:: RECORDS FOR THIS TASK ::
···

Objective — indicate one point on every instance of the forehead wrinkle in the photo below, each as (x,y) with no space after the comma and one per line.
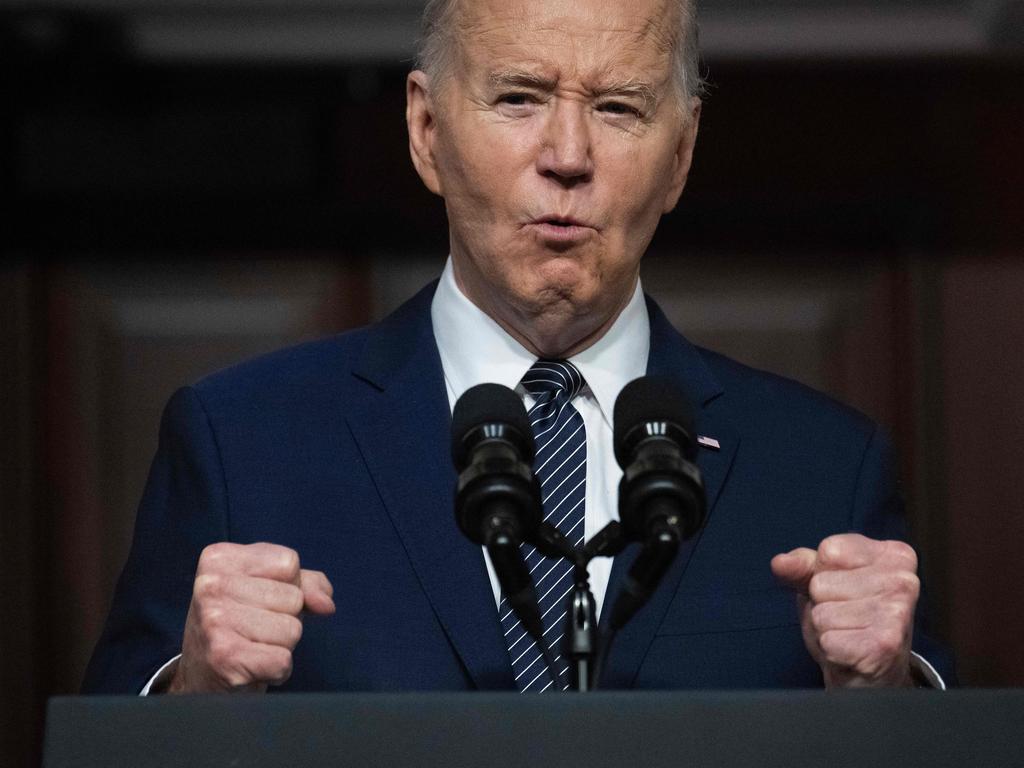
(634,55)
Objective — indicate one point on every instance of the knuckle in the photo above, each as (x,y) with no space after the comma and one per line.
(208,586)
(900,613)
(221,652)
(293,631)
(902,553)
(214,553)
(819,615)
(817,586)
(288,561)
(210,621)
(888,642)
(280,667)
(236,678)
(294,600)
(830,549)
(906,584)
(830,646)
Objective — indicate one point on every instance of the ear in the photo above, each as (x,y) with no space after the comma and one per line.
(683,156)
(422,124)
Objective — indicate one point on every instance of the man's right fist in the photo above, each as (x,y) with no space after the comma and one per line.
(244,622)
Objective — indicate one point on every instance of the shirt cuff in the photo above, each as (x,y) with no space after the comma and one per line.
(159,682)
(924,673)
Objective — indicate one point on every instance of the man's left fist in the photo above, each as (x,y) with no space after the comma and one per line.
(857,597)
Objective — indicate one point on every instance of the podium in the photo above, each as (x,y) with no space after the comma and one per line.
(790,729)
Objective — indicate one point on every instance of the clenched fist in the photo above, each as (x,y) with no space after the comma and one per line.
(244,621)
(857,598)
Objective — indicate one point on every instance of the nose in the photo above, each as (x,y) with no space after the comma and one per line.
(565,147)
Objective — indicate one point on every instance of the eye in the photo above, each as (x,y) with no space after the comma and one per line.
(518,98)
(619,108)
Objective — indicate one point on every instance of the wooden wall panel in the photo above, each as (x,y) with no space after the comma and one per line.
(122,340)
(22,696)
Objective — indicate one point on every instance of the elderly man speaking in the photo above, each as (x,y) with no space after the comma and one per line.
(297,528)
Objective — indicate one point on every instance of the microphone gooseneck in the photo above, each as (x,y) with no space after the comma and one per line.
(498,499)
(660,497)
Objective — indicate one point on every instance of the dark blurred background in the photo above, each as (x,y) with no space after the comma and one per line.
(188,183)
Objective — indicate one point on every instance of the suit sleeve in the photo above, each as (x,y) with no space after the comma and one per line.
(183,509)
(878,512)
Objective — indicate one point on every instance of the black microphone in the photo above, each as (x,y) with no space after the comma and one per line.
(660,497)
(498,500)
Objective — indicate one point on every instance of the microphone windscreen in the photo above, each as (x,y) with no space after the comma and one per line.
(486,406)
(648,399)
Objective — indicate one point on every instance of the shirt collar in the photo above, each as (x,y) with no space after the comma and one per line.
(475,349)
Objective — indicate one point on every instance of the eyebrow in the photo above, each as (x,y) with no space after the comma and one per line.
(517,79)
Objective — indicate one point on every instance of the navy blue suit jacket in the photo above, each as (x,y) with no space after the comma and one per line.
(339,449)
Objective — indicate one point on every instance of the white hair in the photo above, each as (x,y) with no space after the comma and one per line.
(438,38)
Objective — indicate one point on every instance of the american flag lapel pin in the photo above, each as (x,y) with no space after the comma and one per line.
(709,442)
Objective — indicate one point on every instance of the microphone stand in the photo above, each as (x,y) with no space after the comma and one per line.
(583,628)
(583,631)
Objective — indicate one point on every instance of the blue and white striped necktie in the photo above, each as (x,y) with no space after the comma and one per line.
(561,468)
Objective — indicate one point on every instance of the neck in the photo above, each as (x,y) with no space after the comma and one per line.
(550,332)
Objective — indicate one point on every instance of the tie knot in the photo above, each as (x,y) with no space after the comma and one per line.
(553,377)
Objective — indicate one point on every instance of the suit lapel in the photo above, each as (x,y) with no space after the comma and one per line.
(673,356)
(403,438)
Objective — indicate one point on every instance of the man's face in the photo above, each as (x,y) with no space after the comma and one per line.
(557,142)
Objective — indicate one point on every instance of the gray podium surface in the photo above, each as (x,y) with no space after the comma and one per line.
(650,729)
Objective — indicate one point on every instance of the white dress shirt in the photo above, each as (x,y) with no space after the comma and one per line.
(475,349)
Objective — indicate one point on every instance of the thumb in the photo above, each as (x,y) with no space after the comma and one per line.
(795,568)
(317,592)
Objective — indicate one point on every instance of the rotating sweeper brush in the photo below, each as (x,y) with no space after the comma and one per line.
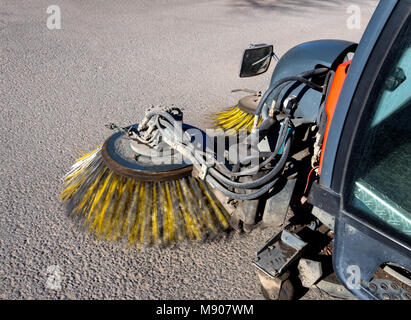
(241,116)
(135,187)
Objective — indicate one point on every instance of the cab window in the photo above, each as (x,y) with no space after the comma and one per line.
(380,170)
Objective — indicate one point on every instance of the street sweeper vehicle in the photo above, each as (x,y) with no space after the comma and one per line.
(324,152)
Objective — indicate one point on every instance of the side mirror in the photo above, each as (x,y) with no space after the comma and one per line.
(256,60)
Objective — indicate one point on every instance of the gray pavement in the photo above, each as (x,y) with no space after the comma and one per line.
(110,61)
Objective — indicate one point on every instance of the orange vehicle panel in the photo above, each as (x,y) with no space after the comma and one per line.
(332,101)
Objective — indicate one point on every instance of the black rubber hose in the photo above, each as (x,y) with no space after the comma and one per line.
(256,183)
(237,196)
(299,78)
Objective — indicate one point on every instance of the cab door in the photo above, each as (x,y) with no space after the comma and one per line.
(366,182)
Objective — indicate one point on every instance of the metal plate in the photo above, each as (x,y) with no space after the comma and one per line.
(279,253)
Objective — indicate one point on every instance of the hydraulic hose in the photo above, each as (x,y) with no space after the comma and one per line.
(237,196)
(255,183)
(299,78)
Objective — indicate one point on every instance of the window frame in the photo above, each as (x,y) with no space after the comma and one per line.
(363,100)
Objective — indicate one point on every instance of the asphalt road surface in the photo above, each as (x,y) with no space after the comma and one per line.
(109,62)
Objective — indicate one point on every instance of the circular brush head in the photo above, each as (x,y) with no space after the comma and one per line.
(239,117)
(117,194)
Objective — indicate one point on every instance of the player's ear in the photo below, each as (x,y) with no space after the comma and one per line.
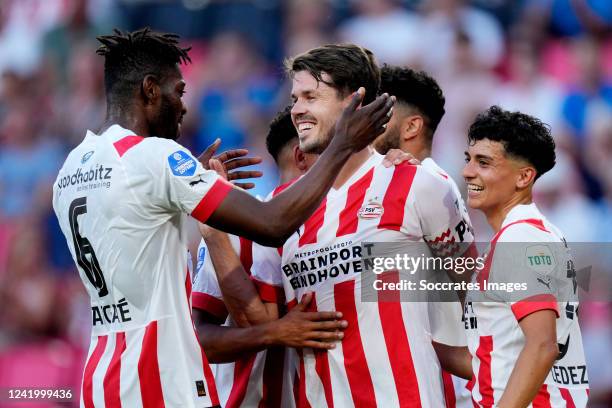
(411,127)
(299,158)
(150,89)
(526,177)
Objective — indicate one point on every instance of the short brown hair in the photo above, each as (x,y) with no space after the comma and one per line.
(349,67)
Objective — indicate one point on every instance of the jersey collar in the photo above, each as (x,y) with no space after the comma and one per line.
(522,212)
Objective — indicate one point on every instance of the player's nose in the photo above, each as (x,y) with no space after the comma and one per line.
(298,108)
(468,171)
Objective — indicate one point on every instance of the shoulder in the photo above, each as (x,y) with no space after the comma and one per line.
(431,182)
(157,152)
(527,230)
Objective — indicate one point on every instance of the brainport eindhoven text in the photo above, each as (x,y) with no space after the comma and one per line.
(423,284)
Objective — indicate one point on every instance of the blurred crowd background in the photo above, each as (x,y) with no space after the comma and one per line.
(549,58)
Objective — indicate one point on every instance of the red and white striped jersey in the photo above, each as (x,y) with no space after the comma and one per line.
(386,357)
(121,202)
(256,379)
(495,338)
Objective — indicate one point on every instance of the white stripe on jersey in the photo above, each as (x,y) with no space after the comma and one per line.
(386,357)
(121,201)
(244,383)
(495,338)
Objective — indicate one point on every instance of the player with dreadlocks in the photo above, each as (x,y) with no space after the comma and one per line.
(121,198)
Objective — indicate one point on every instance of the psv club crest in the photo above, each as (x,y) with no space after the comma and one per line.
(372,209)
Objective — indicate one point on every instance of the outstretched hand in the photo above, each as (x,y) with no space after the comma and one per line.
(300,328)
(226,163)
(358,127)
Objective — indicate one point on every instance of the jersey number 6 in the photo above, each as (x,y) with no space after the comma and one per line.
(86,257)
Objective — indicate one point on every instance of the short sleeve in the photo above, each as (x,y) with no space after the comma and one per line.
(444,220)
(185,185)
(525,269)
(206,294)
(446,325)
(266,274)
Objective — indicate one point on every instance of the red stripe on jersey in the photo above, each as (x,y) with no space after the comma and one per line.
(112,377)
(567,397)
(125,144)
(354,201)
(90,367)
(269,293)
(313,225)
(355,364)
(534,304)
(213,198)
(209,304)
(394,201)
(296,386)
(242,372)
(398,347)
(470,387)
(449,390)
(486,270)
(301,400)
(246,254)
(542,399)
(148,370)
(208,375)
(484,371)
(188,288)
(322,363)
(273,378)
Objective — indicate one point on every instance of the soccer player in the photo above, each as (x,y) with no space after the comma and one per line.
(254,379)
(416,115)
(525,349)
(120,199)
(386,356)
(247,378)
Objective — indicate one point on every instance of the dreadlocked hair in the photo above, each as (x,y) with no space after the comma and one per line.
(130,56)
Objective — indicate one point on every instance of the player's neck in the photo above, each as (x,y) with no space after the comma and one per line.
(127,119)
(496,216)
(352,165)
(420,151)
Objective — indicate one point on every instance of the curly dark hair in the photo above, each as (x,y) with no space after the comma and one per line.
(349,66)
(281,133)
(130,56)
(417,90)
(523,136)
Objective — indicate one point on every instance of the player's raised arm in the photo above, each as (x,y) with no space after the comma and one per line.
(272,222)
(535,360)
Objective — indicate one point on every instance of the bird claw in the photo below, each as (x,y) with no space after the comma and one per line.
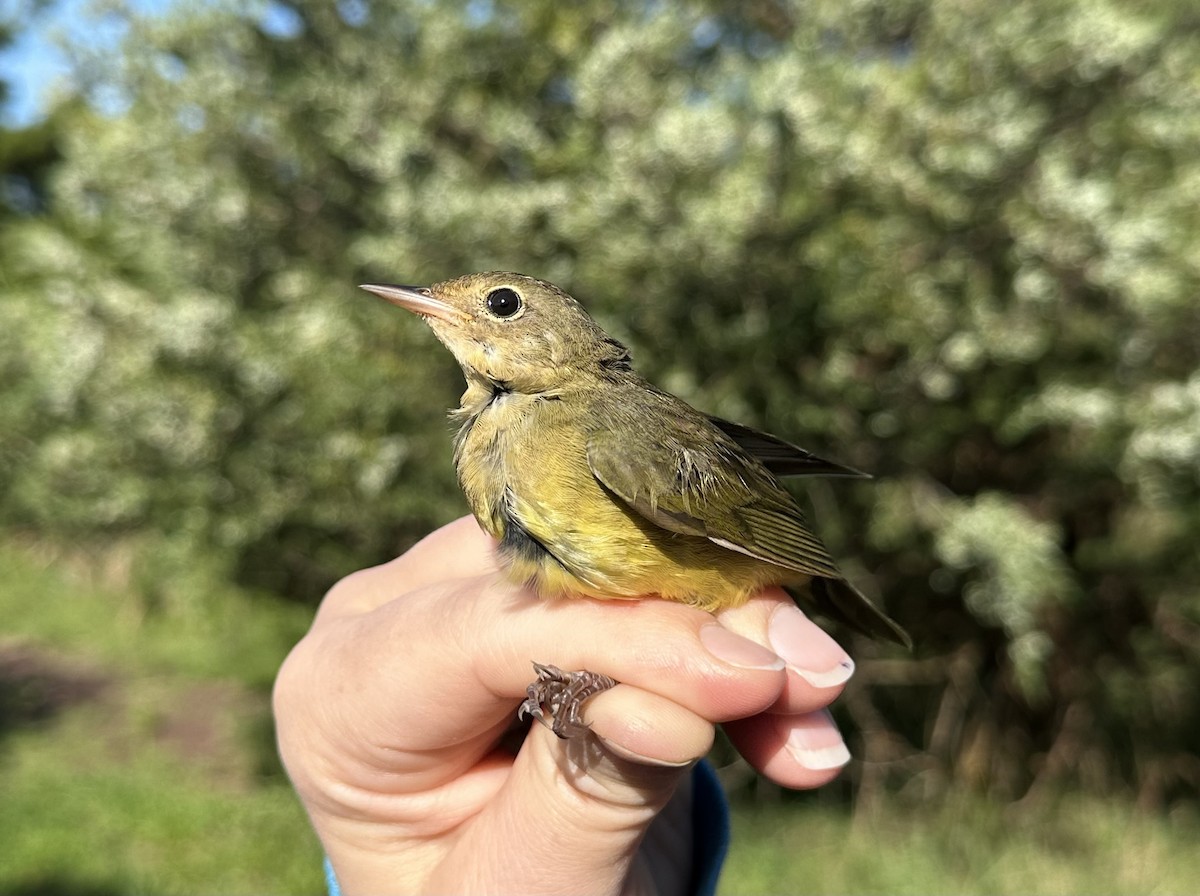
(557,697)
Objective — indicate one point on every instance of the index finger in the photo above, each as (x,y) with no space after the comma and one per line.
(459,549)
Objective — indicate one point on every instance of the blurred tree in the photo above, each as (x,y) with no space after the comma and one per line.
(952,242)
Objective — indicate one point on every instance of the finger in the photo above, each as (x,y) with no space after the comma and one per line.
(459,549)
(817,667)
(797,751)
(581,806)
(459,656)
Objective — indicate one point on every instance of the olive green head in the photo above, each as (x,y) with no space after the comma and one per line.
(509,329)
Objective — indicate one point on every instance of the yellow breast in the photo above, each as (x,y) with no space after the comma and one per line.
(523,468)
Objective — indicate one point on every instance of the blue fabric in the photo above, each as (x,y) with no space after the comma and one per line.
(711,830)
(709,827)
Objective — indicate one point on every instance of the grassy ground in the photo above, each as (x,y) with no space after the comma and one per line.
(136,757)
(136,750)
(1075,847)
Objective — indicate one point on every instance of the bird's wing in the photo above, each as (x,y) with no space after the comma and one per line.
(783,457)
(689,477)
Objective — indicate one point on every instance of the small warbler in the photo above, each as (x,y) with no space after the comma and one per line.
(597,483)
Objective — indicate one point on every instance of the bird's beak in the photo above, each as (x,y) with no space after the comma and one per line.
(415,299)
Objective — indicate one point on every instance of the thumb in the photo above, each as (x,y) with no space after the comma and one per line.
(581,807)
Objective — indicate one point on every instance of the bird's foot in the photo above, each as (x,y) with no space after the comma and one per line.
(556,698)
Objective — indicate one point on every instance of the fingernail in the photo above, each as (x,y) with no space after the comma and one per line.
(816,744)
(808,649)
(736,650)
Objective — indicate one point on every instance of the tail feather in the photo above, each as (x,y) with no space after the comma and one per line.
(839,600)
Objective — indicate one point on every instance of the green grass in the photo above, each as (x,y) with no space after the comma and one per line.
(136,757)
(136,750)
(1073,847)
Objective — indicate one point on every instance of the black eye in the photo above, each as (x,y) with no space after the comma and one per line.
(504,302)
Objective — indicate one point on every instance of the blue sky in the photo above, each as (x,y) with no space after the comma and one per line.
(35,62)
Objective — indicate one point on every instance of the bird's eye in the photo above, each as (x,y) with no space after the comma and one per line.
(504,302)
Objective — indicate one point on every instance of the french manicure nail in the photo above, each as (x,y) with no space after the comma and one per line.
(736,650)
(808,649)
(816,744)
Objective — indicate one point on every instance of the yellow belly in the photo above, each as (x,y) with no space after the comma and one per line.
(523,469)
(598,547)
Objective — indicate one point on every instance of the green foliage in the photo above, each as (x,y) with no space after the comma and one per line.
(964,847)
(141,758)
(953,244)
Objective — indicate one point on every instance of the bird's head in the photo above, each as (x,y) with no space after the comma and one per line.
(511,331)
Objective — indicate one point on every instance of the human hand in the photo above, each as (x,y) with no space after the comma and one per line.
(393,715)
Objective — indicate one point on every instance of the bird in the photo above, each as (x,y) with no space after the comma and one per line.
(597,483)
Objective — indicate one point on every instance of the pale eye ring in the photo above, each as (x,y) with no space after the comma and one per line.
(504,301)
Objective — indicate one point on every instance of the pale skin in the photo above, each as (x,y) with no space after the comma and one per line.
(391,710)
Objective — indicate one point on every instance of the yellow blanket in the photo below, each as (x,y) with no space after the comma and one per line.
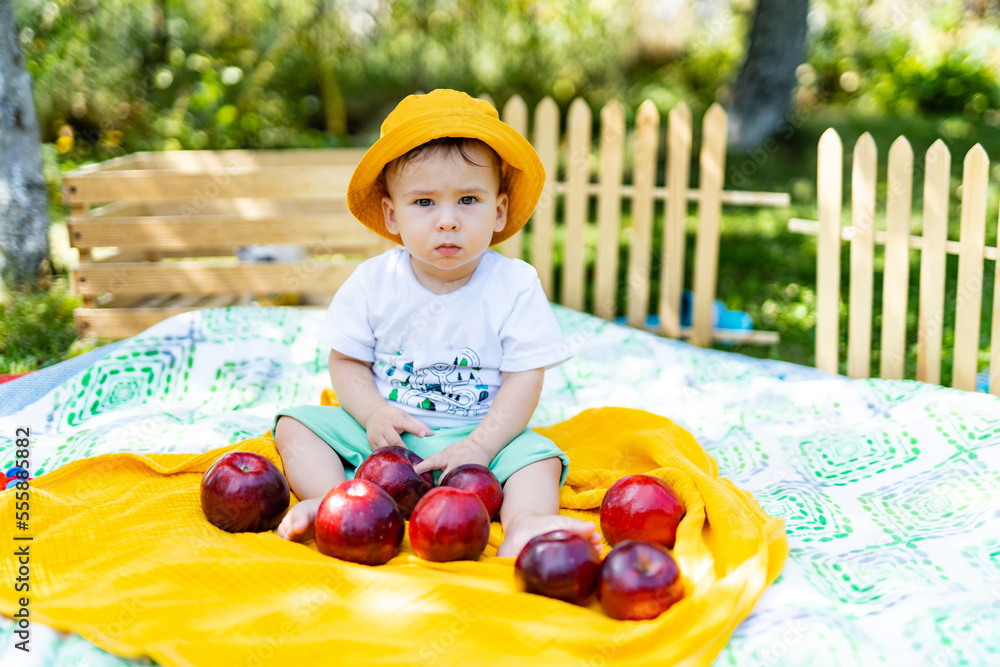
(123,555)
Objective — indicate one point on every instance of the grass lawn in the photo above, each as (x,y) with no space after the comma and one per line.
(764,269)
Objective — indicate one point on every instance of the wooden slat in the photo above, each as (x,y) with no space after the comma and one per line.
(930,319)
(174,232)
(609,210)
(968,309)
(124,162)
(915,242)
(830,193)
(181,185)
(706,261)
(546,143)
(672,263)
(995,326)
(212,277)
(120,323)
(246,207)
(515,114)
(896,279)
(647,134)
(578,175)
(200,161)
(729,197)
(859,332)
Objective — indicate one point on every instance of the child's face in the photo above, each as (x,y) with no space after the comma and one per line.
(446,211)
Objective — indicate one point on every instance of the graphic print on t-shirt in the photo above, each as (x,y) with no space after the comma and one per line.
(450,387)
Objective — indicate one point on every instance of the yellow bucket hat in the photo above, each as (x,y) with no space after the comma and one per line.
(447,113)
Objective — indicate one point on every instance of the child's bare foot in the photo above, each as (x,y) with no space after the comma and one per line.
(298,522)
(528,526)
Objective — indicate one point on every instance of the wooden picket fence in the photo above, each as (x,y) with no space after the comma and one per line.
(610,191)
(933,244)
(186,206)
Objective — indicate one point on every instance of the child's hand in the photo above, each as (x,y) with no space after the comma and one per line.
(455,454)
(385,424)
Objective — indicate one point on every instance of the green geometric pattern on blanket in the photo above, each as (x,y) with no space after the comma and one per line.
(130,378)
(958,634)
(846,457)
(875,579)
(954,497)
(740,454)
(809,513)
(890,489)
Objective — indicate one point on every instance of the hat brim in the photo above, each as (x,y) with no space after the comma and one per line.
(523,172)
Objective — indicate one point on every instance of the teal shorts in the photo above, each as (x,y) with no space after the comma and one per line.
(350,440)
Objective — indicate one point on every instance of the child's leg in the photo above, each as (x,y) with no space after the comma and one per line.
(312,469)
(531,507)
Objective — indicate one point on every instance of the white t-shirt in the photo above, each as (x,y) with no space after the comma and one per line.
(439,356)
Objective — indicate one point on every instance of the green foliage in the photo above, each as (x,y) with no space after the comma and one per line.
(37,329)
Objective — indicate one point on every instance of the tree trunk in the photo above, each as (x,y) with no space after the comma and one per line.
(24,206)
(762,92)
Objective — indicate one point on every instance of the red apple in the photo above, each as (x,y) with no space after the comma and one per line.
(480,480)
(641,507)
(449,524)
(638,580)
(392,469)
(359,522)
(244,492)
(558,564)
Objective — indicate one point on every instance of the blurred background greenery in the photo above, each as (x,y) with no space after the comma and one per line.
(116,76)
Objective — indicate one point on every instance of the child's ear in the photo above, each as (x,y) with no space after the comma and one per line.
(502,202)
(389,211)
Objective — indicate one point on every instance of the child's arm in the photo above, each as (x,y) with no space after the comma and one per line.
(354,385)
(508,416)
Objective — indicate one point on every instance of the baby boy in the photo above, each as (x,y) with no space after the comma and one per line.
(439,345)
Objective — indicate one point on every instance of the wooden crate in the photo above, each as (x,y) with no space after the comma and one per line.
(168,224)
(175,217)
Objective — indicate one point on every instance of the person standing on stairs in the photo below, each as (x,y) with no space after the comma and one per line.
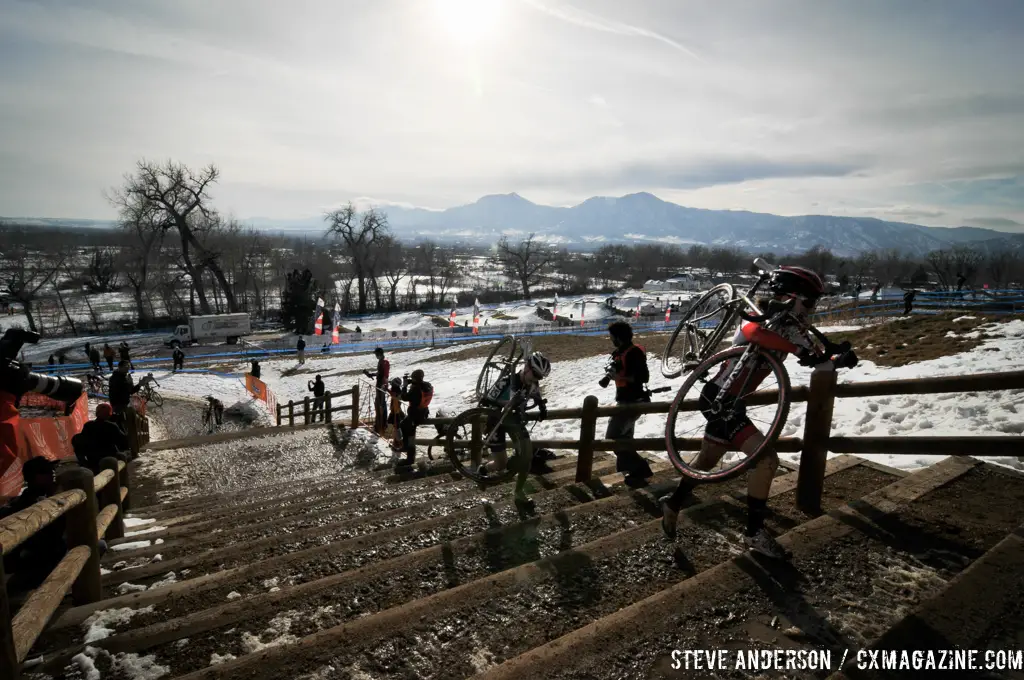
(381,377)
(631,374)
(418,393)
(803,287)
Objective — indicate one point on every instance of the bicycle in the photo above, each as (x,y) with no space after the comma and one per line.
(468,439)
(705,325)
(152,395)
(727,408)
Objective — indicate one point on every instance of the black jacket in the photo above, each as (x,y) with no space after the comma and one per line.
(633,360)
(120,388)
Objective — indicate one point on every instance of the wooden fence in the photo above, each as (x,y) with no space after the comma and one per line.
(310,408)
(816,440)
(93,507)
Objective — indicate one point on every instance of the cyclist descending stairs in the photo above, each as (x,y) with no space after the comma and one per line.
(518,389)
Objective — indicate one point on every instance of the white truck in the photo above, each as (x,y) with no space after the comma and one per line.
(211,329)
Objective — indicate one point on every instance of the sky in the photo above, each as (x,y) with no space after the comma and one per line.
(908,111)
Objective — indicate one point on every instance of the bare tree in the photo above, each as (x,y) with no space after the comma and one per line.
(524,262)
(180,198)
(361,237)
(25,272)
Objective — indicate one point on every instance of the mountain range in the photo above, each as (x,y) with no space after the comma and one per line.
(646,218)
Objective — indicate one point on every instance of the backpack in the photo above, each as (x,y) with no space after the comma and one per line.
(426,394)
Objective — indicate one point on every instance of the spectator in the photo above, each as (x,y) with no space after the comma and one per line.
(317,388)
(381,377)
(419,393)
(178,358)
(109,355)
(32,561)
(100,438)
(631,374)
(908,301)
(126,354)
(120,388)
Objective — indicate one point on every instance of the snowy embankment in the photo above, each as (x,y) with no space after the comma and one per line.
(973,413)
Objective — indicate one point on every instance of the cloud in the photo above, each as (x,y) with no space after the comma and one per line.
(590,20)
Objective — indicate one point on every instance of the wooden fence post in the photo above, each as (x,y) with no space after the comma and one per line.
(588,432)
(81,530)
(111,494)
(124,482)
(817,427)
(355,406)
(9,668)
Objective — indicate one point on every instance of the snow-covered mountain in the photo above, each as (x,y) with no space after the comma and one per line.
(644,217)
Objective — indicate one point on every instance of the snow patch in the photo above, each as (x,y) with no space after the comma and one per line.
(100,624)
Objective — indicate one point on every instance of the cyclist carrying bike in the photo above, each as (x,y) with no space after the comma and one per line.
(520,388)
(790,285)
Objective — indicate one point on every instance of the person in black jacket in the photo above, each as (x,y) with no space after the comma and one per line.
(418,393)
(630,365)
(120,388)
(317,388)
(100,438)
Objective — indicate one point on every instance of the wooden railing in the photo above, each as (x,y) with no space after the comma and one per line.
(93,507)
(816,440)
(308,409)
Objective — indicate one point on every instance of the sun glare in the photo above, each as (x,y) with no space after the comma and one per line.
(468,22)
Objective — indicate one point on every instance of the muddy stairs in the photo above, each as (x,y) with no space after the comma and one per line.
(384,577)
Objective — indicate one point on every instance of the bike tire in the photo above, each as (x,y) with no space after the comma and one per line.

···

:: TASK STATEMENT ::
Make an exact copy of every line from the one with "the cyclist carrying" to the end of the data, with the first and last of those lines included.

:: ANSWER BELOW ::
Objective — indicate one point on every instance of the cyclist carrying bike in the photo above, each as (x,y) with no space after the comma and one per line.
(520,388)
(790,285)
Objective — indicate one point on every instance of the person in black jacket in the photo above, each as (x,y) with no space after the comma and one per line.
(418,393)
(630,365)
(120,388)
(317,388)
(100,438)
Objective — indicate one point on every instance of the wooden railing in the photo above, each as (x,y) with no space after the comma and one per line.
(93,507)
(816,440)
(308,409)
Objective — indicate one point on every instance of the sun glare in the photo above, each as (x,y) with no space after the comma and one per line.
(468,22)
Objective — indicate one point on every instance of the muddy stairs in the photo above, each as (x,y) with no space after the comma and one per line.
(384,577)
Objective — indicate one point on every instance of the bike tire in the photo above, each as (x,y) with no space after the comma and one per line.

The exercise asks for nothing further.